### INSTRUCTIONS FOR THE TASK:
In the records below, lay out the lines from the one containing "Exercise. Point out the church in" through the one containing "[(20, 164)]" as a Markdown table with the columns Row and Line, skipping blank lines.

### Coordinate annotation entries:
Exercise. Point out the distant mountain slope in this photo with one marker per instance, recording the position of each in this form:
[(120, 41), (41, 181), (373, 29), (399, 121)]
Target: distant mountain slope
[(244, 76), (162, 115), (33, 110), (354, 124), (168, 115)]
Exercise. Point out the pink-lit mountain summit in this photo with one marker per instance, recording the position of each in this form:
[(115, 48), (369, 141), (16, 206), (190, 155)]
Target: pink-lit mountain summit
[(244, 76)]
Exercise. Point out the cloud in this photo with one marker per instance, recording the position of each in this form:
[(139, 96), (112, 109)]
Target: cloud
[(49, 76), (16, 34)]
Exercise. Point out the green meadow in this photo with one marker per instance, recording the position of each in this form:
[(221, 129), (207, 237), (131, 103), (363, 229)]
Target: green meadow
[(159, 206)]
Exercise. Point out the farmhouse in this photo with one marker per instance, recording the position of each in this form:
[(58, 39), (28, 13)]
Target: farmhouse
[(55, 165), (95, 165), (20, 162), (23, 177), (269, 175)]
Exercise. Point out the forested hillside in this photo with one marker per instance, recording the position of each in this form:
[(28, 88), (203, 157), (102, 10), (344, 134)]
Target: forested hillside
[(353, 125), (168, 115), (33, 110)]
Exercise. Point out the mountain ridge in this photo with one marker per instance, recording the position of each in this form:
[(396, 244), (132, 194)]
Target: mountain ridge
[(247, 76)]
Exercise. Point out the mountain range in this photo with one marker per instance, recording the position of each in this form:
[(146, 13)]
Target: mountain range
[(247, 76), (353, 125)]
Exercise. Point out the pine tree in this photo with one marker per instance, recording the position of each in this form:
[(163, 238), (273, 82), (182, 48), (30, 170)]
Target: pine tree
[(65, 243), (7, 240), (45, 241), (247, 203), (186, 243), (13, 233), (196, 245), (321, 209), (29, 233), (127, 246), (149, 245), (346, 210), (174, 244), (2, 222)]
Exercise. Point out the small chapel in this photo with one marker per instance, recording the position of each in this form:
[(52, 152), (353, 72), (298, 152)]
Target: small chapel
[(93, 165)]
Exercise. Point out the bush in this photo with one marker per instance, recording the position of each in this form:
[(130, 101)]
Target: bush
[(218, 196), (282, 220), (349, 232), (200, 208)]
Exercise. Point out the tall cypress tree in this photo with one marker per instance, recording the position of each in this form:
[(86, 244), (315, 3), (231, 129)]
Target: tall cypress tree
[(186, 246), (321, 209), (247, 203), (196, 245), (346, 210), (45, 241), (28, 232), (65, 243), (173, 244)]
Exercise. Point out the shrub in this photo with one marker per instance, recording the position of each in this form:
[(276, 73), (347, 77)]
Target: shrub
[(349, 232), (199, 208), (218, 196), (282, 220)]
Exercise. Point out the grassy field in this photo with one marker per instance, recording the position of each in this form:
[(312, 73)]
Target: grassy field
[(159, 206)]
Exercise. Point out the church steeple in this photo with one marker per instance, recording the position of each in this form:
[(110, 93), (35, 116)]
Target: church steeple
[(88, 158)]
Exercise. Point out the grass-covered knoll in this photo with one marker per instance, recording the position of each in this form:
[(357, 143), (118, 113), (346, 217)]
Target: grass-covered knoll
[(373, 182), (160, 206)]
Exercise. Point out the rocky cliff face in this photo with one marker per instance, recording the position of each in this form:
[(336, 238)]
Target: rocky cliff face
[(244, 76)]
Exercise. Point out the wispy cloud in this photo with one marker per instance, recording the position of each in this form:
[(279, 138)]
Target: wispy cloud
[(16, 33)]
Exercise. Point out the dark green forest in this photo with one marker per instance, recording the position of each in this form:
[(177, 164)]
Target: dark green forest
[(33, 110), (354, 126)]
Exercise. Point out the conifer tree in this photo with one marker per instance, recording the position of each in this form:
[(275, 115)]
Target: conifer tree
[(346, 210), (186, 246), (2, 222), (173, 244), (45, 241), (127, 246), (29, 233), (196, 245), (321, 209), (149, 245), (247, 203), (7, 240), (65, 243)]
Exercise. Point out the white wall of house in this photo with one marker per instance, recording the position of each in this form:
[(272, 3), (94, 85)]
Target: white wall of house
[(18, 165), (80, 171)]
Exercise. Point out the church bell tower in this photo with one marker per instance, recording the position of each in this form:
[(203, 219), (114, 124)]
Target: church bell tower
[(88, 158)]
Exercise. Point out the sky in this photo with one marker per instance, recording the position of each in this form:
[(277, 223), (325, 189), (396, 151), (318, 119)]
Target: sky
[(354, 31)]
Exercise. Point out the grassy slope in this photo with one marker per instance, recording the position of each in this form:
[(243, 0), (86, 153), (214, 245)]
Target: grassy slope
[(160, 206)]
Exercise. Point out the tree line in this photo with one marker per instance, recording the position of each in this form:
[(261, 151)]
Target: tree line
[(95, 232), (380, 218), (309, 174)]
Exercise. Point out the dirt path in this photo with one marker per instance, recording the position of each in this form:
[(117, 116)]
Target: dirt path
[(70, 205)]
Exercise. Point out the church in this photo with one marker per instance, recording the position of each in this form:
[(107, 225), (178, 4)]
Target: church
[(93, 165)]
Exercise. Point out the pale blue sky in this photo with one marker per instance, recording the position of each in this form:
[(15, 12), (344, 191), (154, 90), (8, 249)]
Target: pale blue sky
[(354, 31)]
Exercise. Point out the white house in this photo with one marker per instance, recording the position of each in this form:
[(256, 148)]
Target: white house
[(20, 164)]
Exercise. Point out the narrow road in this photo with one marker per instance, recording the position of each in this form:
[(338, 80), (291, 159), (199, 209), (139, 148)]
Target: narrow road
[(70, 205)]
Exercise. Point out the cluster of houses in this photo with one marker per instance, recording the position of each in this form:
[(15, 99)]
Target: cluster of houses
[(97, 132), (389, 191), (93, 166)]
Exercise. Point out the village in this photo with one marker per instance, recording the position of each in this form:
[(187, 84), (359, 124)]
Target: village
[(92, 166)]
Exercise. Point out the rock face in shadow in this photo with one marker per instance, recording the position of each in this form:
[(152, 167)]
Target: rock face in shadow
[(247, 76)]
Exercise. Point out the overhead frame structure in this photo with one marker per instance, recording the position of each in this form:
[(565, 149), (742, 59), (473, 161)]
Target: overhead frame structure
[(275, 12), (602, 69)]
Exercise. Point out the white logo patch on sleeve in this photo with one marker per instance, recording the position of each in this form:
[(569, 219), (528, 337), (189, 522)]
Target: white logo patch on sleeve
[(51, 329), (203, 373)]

### SOLUTION TO THIS EXERCISE:
| Row | Line |
|---|---|
| 1 | Exercise. Point out the church in this photo with one marker per instance, recording the position of each in this form: |
| 2 | [(107, 225), (178, 4)] |
| 3 | Target: church |
| 4 | [(93, 165)] |
| 5 | Exercise. Point out the pale blue sky in this photo with one marker per instance, recording the position of each in this form: |
| 6 | [(15, 12), (344, 191), (154, 90), (8, 249)] |
| 7 | Target: pale blue sky |
| 8 | [(354, 31)] |
| 9 | Exercise. Point out the white house in this photo with one marker per instance, recording the position of each in this form: |
| 10 | [(256, 148)] |
| 11 | Target: white house |
| 12 | [(20, 164)] |